Dataset entries:

----------

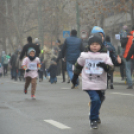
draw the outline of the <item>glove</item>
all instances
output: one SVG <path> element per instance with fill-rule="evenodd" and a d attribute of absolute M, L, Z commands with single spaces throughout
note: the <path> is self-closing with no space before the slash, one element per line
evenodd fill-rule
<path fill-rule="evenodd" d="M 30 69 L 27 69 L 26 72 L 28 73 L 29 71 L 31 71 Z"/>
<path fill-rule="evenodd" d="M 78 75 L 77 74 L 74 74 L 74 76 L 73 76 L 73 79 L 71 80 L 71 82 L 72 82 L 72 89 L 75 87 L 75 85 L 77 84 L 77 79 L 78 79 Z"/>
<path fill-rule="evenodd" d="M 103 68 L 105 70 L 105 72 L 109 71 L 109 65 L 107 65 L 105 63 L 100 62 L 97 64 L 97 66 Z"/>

----------

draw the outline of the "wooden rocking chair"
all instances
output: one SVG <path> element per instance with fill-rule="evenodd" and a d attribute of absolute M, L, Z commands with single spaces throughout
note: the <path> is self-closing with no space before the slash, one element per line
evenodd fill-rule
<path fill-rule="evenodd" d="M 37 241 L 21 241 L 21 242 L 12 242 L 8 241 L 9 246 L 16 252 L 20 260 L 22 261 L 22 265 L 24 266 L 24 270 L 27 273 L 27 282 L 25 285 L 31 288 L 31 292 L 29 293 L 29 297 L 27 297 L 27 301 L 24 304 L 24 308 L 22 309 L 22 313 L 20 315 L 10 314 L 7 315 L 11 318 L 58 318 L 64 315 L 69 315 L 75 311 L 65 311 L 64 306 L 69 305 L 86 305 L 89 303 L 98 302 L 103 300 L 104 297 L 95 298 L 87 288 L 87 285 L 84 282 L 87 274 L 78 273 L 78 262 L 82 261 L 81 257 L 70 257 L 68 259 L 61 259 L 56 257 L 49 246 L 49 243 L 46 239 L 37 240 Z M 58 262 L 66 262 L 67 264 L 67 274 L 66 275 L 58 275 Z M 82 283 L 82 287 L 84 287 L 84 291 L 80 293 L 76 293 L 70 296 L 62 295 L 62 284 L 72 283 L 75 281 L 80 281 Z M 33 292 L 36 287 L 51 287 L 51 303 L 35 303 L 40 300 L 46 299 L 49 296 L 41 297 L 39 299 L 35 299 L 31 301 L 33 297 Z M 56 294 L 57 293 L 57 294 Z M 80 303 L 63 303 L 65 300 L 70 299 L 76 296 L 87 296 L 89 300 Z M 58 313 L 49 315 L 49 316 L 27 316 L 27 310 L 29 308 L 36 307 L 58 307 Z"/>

----------

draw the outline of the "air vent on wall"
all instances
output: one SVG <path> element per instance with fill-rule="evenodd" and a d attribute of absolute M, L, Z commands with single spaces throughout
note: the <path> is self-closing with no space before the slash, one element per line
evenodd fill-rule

----------

- **Aim**: Rewrite the lines from the one containing "draw the outline of the <item>glove</item>" through the one containing "103 68 L 105", swapping "glove" for "mitten" and changing nothing else.

- **Result**:
draw the outline of the <item>mitten</item>
all instances
output: one SVG <path> element per instance with fill-rule="evenodd" and a d attribute of absolute M, L, Z commands with single spaces throughout
note: the <path> is self-closing with no space before the slash, one element per line
evenodd fill-rule
<path fill-rule="evenodd" d="M 30 69 L 27 69 L 26 72 L 28 73 L 29 71 L 31 71 Z"/>
<path fill-rule="evenodd" d="M 78 75 L 77 74 L 74 74 L 74 76 L 73 76 L 73 79 L 71 80 L 71 82 L 72 82 L 72 89 L 75 87 L 75 85 L 77 84 L 77 79 L 78 79 Z"/>
<path fill-rule="evenodd" d="M 103 68 L 105 70 L 105 72 L 109 71 L 109 65 L 107 65 L 105 63 L 100 62 L 97 64 L 97 66 Z"/>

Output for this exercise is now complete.